By Tom Darling, Conversations with Classic Boats

Our 2019 Dolphin crew enjoying the 103-year-old Herreshoff classic at the Opera House Cup

On the PBS program Antiques Roadshow, the hosts consider things fifty years or older to be vintage, antique. Proud owners of boats over 50 think similarly. What about the regattas they compete in? On August 21 in Nantucket Sound, there will be a new “Antiques Sailshow,” a celebration of the 50th running of the Nantucket segment of the Classic Yacht Owners Association season. It is the 50th Opera House Cup (OHC).

And the night before the OHC, classics fanciers will be able to attend a boat show seen nowhere else in America, the Classic Yacht Exhibition (CYE). The CYE is a Noah’s Ark of restored wooden boats from the best-known names in boat design: Stephens, Alden, Herreshoff, and more.

All of this started, like so many famous races, with a bar bet. In this case, it was at the Opera House, a long-gone watering hole run by Gwen Gaillard, a Nantucket hospitality legend. Gwen and Chick Walsh, another restaurateur, set the rules. The idea was a race for wooden boats only, with a handicap to be determined. The Opera House Cup Regatta was the first all-wooden, single-hulled classic boat regatta on the East Coast. Boats are now scored using the Classic Yacht Owners Association’s (CYOA) CRF rating system.

In a half-century of running a race, things change, though most things stay the same. The Opera House Cup is part of the CYOA Classic Yacht Series and is the grand finale of Nantucket Race Week. Since 1972, through hurricane and pandemic, the basic hallmarks of the OHC go on. Those are: The Course; The Current; The Finishing Leg; The Pre-race Sunday morning; and of course, the OHC Awards Party.

Let’s examine them in detail:

The Course: The traditional 20-mile-plus triangle in Nantucket Sound, scored under handicap, endured until 2020 when for several pandemic-related reasons, the pursuit format was established. Pursuit means big boats chase little boats. First boat to finish wins.


Nantucket Alerions ready to race

The Current: Nantucket Sound is a shallow basin (average 10 feet deep out of the ferry channel) of constantly moving water with paradoxical tides. The ebb and the flood seem mixed up to the visiting sailor; just remember ebb west, flood east.

But whatever current is showing on the buoys, the Opera House always seems to come down to the last leg.

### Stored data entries
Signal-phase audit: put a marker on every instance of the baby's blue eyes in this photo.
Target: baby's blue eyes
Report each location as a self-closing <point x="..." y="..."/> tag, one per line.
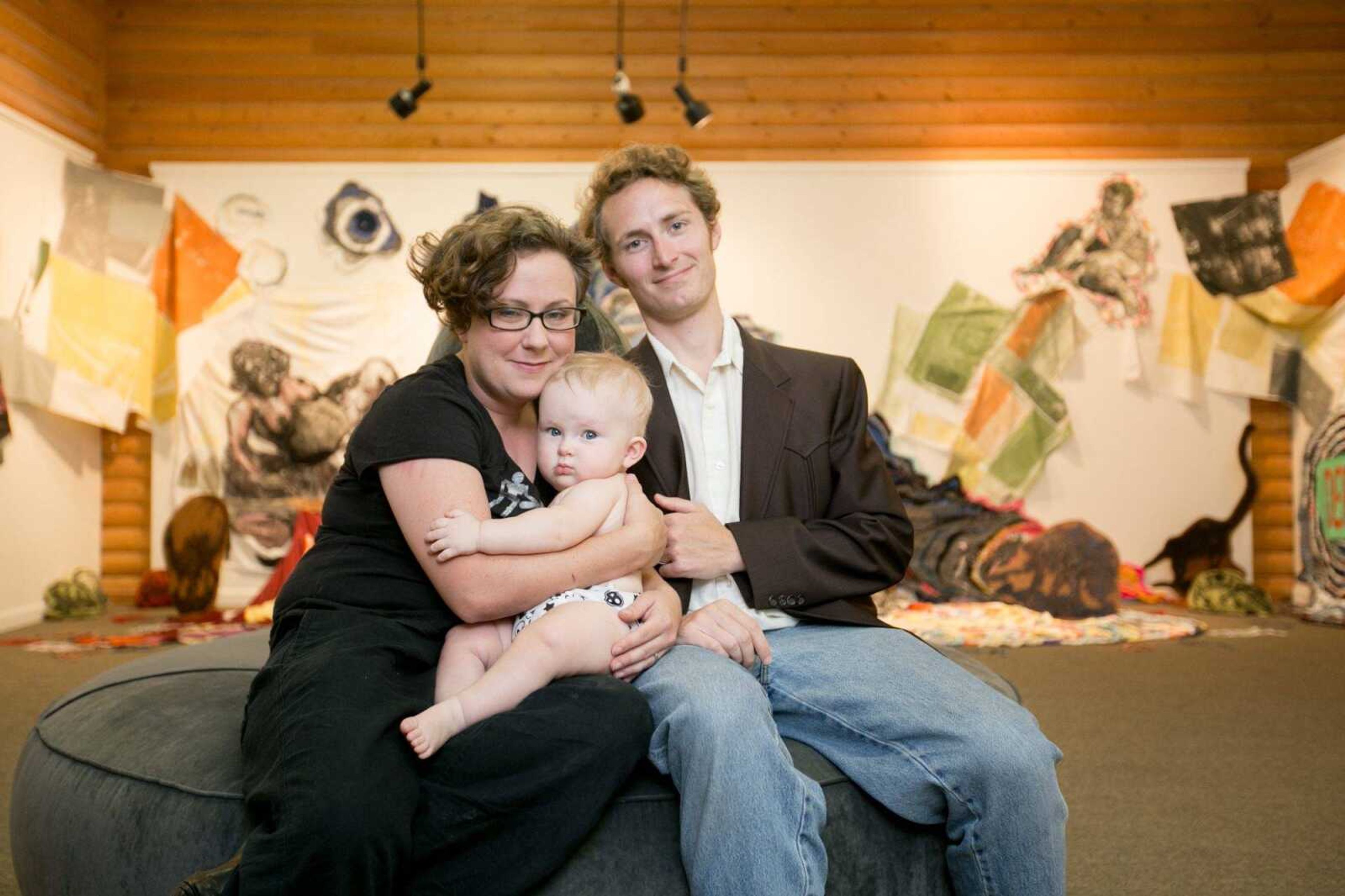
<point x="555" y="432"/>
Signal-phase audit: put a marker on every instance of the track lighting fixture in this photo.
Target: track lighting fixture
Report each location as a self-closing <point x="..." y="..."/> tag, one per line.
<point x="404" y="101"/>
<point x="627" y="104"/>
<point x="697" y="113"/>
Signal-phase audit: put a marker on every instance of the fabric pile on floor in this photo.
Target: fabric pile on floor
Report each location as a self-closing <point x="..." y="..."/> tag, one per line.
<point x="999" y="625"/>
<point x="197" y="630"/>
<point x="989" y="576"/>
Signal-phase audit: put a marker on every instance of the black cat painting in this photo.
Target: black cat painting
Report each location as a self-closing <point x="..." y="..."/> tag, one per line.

### Exercise objective
Take the article on the Opera House Cup further, starting right after its last sentence. The records were taken from a separate source.

### Output for this exercise
The Finishing Leg: And what a leg it is, with champagne southerly windward work in the customary late afternoon Nantucket seabreeze. With a typical course, the final leg starts from an inflatable mark placed off Great Point Light with its Revolutionary War vintage white brick tower pointing toward the twin breakwaters into Nantucket Harbor; it is dead upwind in a smoky sou’wester. The race is often won or lost in that last seven miles. Now in a pursuit format, the drama is higher. First over to windward wins.

In the first pursuit start, used in a truncated 2020 OHC, the course set up in a 25-knot nor’easter resulting in a drag reach to the finish. The leader, a 26-foot Alerion, held her breath as two of the biggest boats, a so-called Spirit of Tradition Class Botin 55, a wooden TP52-like design, Outlier, and Wendy Schmidt’s 52-foot S&S gem Santana steadily ground down the little boat’s lead. Imagine the sound of 100 feet of collective waterline creeping up on you. But Mark Pagon, skipper of the virtually unpronounceable Alerion A-24 Scheherazade, held on for the win.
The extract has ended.